Santa Claus Is Coming Out this Christmas in Jeffrey Solomon’s hilarious, beautifully acted solo-mock-u-mentary now playing at San Diego’s Diversionary Theatre.


In the course of its eighty minutes, Santa Claus Is Coming out reveals the “true story” behind the scandal known internationally as Santagate, with Solomon embodying each and every character—minus the conspicuously absent St. Nick.

It all starts with tiny tot Gary, an adorable lad with only one toy on his Christmas list, a Barbi-esque doll called Brenda Ann. Unfortunately, when Christmas morning rolls around, what Gary ends up getting instead of Brenda Ann is a truck (and how many of us has that happened to?). Undaunted, Gary requests a Dream Date Norm the following Christmas, and once again finds his hopes dashed, leading this on-the-way-to-gay child to write Santa a letter which can be easily summarized in a single word, “Why?”

Gary’s heartfelt cry of despair pierces Santa’s gay heart and provides him with the necessary push … out of the closet he’s been hiding in and into the tabloids only too willing to spread the news.

It turns out that Santa’s heart belongs, not to Mrs. Claus but to Pinocchio descendent Giovanni Geppedo. (One surmises that it’s not Giovanni’s nose that grows when he lies—with his “Santa Bello” that is.)

[Source material]
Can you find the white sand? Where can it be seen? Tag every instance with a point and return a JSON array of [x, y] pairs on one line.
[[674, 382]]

[Aim]
Transcribe the part of the Santa Claus Is Coming Out review above that falls between "It all starts" and "spread the news.", inclusive.

[Response to this exercise]
It all starts with tiny tot Gary, an adorable lad with only one toy on his Christmas list, a Barbi-esque doll called Brenda Ann. Unfortunately, when Christmas morning rolls around, what Gary ends up getting instead of Brenda Ann is a truck (and how many of us has that happened to?). Undaunted, Gary requests a Dream Date Norm the following Christmas, and once again finds his hopes dashed, leading this on-the-way-to-gay child to write Santa a letter which can be easily summarized in a single word, “Why?”

Gary’s heartfelt cry of despair pierces Santa’s gay heart and provides him with the necessary push … out of the closet he’s been hiding in and into the tabloids only too willing to spread the news.